Action item = Give back the full data character for character.
-- Input records follows --
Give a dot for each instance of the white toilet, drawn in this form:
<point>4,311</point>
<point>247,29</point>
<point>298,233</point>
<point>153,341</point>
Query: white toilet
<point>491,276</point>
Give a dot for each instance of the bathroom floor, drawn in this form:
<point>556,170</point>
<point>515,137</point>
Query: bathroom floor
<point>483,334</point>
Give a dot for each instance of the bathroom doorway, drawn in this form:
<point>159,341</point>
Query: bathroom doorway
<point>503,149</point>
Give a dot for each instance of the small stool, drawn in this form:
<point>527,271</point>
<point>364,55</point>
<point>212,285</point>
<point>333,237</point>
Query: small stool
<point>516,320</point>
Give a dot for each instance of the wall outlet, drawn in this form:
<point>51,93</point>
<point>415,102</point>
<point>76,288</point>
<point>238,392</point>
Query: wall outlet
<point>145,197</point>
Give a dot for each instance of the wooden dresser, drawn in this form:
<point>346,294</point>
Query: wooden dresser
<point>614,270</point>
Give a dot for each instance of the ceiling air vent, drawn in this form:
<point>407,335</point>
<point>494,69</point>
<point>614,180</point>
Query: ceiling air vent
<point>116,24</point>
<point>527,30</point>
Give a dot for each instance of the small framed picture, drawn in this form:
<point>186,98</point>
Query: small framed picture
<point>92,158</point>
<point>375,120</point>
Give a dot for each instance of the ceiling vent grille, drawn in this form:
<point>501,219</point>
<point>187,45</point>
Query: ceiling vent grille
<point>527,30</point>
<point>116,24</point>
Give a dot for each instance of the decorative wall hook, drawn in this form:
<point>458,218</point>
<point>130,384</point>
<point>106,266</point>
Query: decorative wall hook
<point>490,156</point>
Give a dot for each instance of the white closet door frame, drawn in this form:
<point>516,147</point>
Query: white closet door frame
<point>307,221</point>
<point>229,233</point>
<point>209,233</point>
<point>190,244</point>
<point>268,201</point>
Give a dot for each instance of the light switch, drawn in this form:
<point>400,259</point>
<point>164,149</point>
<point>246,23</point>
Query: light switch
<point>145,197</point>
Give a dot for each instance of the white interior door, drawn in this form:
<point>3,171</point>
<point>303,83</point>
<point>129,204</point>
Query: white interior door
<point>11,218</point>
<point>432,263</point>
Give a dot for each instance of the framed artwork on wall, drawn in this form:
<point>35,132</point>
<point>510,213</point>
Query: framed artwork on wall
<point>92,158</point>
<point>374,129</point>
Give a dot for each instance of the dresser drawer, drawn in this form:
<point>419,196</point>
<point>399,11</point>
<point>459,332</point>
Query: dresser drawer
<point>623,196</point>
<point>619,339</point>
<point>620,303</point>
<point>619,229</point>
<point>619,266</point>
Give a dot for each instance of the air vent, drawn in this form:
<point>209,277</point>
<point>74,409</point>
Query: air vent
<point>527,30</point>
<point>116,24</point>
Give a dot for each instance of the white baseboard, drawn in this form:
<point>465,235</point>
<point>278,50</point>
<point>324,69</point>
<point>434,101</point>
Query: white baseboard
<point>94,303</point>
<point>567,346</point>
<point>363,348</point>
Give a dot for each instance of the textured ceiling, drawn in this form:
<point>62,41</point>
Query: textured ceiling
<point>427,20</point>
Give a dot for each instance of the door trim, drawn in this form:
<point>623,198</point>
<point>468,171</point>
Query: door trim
-- Input records concluded --
Output for this task =
Give a dot for each instance of the white toilet, drawn in this form:
<point>4,311</point>
<point>247,29</point>
<point>298,233</point>
<point>153,341</point>
Query: white toilet
<point>491,276</point>
Give a dot for each instance of the bathroom floor, drawn in this form:
<point>556,170</point>
<point>515,137</point>
Query: bathroom floor
<point>483,334</point>
Give a dot for each instance of the bathroom doorway, drawn in this form:
<point>159,341</point>
Query: bathroom doorway
<point>503,149</point>
Give a dot for each instance of the small stool, drawn in this form:
<point>527,271</point>
<point>364,55</point>
<point>212,285</point>
<point>333,237</point>
Query: small stool
<point>516,320</point>
Give a dot for each instance of the wall outlet, drawn in this form:
<point>51,93</point>
<point>415,102</point>
<point>76,288</point>
<point>238,392</point>
Query: wall outlet
<point>145,197</point>
Give a dot for each instance of the wooden dresser, drawn in this form:
<point>346,294</point>
Query: wooden dresser
<point>614,270</point>
Give a dot for each instance of the ceiling air vent, drawn in this form:
<point>407,335</point>
<point>494,69</point>
<point>614,180</point>
Query: ceiling air vent
<point>116,24</point>
<point>527,30</point>
Give a dot for each instance of the small framed picture, drawn in this form:
<point>186,98</point>
Query: small framed picture
<point>92,158</point>
<point>375,120</point>
Give a dot for each instance of the ceiling vent grille, drawn in this form:
<point>501,219</point>
<point>187,45</point>
Query: ceiling vent grille
<point>527,30</point>
<point>116,24</point>
Give a dot for each instance of the decorative wall hook, drawn in this form:
<point>458,218</point>
<point>130,384</point>
<point>106,266</point>
Query: decorative wall hook
<point>490,156</point>
Give a dot for each instance of the white closet door frame, drawn in this form:
<point>516,147</point>
Query: white closet door frame
<point>307,221</point>
<point>229,233</point>
<point>209,233</point>
<point>190,244</point>
<point>268,201</point>
Give a dot for each instance of the light switch, drawn in this form:
<point>400,259</point>
<point>164,149</point>
<point>246,23</point>
Query: light switch
<point>145,197</point>
Give a dot for each instance of the white interior door, drawn in this form:
<point>3,171</point>
<point>303,83</point>
<point>129,204</point>
Query: white interior door
<point>11,218</point>
<point>432,263</point>
Give a dot for each instance of the framed artwork on wall, drawn in this form:
<point>35,132</point>
<point>510,213</point>
Query: framed artwork on wall
<point>92,158</point>
<point>374,129</point>
Give a dot for each instance of the dresser drawer, drawn in this form:
<point>419,196</point>
<point>399,11</point>
<point>459,332</point>
Query: dresser drawer
<point>623,196</point>
<point>619,339</point>
<point>620,303</point>
<point>619,229</point>
<point>619,266</point>
Give a dot for each instance of the air vent, drawn in this form:
<point>209,277</point>
<point>74,409</point>
Query: air vent
<point>527,30</point>
<point>116,24</point>
Give a dot for each instance of the white baseboard, drawn in this form:
<point>465,235</point>
<point>278,50</point>
<point>324,69</point>
<point>434,101</point>
Query: white baseboard
<point>94,303</point>
<point>567,346</point>
<point>363,348</point>
Give a dot for each instance of the textured ceiling, drawn in this form:
<point>62,41</point>
Query: textured ceiling
<point>427,20</point>
Give a dot for each instance of the door trim, drawn in this form:
<point>623,198</point>
<point>468,171</point>
Query: door trim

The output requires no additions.